#### Supplied records

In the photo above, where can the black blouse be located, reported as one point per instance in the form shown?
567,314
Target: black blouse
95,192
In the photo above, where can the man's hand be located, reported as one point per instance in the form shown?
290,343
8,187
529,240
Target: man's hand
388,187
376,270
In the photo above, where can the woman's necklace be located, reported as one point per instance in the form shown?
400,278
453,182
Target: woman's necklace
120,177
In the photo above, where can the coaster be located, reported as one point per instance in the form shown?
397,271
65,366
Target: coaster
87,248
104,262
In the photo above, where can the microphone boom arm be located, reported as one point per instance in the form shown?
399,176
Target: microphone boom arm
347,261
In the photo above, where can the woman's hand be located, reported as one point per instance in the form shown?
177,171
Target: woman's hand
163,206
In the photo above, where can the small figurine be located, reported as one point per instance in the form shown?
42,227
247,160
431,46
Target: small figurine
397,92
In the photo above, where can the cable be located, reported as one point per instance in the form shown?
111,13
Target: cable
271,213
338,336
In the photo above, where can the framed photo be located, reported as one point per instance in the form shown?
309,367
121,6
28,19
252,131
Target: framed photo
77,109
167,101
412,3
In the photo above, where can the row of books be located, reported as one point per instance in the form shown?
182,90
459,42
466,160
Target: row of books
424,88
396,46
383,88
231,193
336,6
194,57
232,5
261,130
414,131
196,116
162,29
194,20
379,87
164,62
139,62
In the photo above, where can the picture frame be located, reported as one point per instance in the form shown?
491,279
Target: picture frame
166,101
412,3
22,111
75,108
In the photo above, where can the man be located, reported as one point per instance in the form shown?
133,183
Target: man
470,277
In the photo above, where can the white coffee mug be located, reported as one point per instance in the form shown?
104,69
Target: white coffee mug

########

— Task description —
Please copy out every one of the items above again, keeping each line word for word.

— Exercise solution —
In the photo above, where can the black blouse be located, reported as one point per instance in the form shown?
567,314
Target: black blouse
95,192
In the photo above, where can the man's hand be located, reported as one point per instance in the form shown?
290,343
8,187
529,240
Target: man's hand
388,187
376,270
In the photo above, where can the woman's necklace be located, reported as one point per instance in the form shown?
400,278
453,182
Target: woman's necklace
120,177
In the photo above, where can the coaster be located, reported as one point per instance in the form shown?
397,271
65,366
Target: coaster
87,248
104,262
In the photo above, where can the microphone boom arm be located, reported as one point per instance in the form shown?
399,176
Target: microphone boom arm
347,261
In the photo above, where can the woman's hand be located, reported as one point per instance in the form shown?
177,171
Target: woman's hand
163,206
In the photo above, where can the small figurine be located, reported as one point per instance in the form shown?
42,227
247,160
431,46
Target: small figurine
397,92
In the photo above, where can the cable be located, reported as one point per instance in the form shown?
111,13
Target: cable
271,213
338,336
In the photo above, where can the framed photo be located, reported as one point per instance in the form shown?
309,367
121,6
28,19
252,131
Target: framed photo
77,109
167,101
412,3
In the photo above, where can the row of books be located, reported as one point per instance in the form shown?
182,90
459,42
466,160
Target: row of books
424,88
396,46
383,88
231,193
336,6
194,57
232,5
261,130
414,131
196,116
162,29
194,20
379,87
164,62
139,62
In the photo above, where can the picture frame be located, reported as one point per instance in the form shown?
491,279
Target: picture frame
166,101
412,3
22,111
75,108
In the photo above, where can the man be located, reported as one point per instance in the form shown?
133,183
Target: man
470,277
In the photo above, where can the white coffee mug be located, reported as one point per instance in the form shown?
104,69
Target: white coffee mug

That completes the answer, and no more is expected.